§ TASK INSTRUCTIONS: For this exercise, restate every line below word for word and drop the images.

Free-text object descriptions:
····················

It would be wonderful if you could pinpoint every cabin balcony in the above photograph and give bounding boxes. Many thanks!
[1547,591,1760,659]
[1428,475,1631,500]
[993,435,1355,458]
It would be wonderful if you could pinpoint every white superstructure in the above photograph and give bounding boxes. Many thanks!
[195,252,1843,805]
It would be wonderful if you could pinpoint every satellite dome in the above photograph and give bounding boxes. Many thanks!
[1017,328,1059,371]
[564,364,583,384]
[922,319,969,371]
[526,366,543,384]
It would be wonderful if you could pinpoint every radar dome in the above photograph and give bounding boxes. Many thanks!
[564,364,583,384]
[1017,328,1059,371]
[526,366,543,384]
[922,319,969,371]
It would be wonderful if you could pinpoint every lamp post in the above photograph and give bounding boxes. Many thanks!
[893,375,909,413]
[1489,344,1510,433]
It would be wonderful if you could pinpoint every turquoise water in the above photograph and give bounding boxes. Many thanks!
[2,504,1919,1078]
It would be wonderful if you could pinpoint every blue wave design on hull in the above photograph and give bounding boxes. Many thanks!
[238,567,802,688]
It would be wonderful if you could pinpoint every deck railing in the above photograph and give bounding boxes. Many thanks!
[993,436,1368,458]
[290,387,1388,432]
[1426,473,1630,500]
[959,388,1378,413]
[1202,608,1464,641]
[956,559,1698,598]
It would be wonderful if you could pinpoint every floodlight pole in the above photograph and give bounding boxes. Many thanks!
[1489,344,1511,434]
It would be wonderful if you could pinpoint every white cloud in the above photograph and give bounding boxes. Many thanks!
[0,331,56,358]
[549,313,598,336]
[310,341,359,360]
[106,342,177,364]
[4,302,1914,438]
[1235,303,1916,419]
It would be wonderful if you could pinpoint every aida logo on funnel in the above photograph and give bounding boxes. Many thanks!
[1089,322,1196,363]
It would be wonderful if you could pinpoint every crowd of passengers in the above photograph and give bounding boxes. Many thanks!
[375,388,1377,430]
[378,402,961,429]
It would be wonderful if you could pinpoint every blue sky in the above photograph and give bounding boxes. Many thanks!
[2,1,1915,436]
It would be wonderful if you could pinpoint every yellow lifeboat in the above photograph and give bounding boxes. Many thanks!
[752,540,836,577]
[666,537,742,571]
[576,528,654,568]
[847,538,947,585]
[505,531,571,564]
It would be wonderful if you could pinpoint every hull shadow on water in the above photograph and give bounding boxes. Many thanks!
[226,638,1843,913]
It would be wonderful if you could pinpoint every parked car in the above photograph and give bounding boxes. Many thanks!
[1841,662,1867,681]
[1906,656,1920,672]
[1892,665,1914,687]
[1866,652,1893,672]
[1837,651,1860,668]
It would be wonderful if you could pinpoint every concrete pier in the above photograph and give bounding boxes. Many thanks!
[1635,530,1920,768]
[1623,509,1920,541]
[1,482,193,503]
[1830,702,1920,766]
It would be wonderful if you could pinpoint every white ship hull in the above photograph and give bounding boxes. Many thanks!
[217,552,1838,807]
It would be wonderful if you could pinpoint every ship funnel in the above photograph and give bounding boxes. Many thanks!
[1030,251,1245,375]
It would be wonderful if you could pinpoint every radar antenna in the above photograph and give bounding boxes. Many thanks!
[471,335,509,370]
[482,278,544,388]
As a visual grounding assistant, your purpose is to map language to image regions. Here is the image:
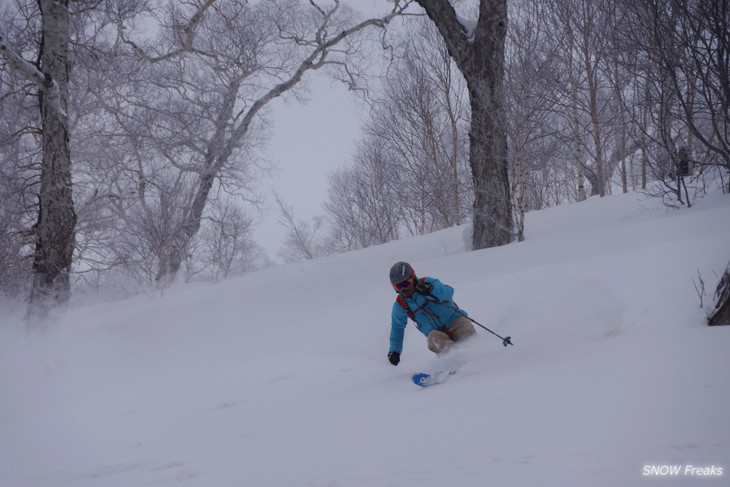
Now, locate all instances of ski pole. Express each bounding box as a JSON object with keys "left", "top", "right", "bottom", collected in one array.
[
  {"left": 432, "top": 298, "right": 514, "bottom": 347},
  {"left": 461, "top": 313, "right": 514, "bottom": 347}
]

····················

§ SOLUTION FOR THIS EXERCISE:
It would be wonderful if you could pinpoint every cabin balcony in the above photograph and give bounding boxes. Many thanks!
[1547,591,1760,659]
[1428,475,1631,500]
[993,435,1355,458]
It would be wonderful if you could pinpoint every white superstructure in the above photograph and give bounding boxes. Many thanks!
[195,252,1843,805]
It would be wonderful if you could pinpoint every satellite dome in the above photograph and give bounding boxes. Many thanks!
[1017,328,1059,371]
[564,364,583,384]
[922,319,969,371]
[526,366,543,384]
It would be wonderful if you could pinpoint every radar dome in the above photograph and give bounding boxes. Many thanks!
[564,364,583,384]
[1017,328,1059,371]
[526,366,543,384]
[922,319,969,371]
It would be wonderful if you could pinpoint every lamp post in the above photograph and give bounding boxes. Many thanks!
[893,375,909,413]
[1489,344,1510,433]
It would be wonderful if you could pinpoint every turquoise water in the above photograph and give bounding boxes. Many thanks!
[2,504,1919,1078]
It would be wonderful if you could pinpoint every blue wave design on hull in the above photograph and give bounding boxes. Many thanks!
[238,567,802,688]
It would be wonderful if you could pinpoint every deck railing in the above photograph and give bounding boxes. Many thanks!
[993,436,1368,458]
[290,387,1388,432]
[1426,473,1630,500]
[959,388,1378,413]
[1202,608,1464,641]
[956,559,1698,598]
It would be wonderful if you could pinpoint every floodlight pole in the above photograph and give bounding boxes. Many thanks!
[1489,344,1511,434]
It would be wonderful if you could pinpoint every white cloud in the above photograph and give bounding boxes. Many thanks!
[0,331,56,358]
[549,313,598,336]
[310,341,359,360]
[106,342,177,364]
[4,302,1914,438]
[1235,303,1916,419]
It would be wonderful if you could pinpoint every aida logo on funnel in the above photograph and give bounding boxes. Many thanks!
[1089,322,1196,363]
It would be wonderful if you could pinpoint every crowd of passengers in the above photograph and give bounding boxes. Many thanks!
[375,388,1377,430]
[378,402,961,429]
It would be wonderful if you could pinpoint every blue sky in the above photograph and give bounding boxes. Many thanks!
[2,1,1915,436]
It would be wonderful if you could pinpoint every yellow lifeboat in the above photograph and give bounding boxes. Many thanks!
[752,540,836,577]
[666,537,742,571]
[576,528,654,568]
[847,538,947,585]
[505,531,571,564]
It would be wonderful if you could pinpoint every hull shadow on water in the above photograph and give bounding boxes. Many thanks!
[226,638,1843,913]
It would be wonderful if you could pinpoint every parked car in the above photograph and give bounding boxes. Many thanks!
[1841,662,1867,681]
[1906,656,1920,672]
[1892,665,1914,687]
[1866,652,1893,672]
[1837,651,1860,668]
It would be wonderful if you could pinpoint every concrete pier in the above photograph and give bounding boxes. Many thanks!
[1635,530,1920,768]
[1623,509,1920,541]
[1,482,193,503]
[1830,702,1920,766]
It would be wonderful if you could pinpoint every white ship hull in the above photograph and give bounding boxes. Many thanks!
[217,552,1838,807]
It would be wonderful if you could pinpoint every ship funnel in the above photograph and give bounding boxes. Many thanks!
[1030,251,1245,375]
It would be wonderful if you could pinpoint every radar antenna in the above photograph and give bounding boxes. Many thanks!
[471,335,509,370]
[482,278,544,388]
As a visual grounding assistant, your purpose is to map language to image regions. Here is the image:
Now, locate all instances of ski pole. Express each bounding box as a JSON object with keys "left", "top", "right", "bottom", collected in one array.
[
  {"left": 432, "top": 298, "right": 514, "bottom": 347},
  {"left": 461, "top": 313, "right": 514, "bottom": 347}
]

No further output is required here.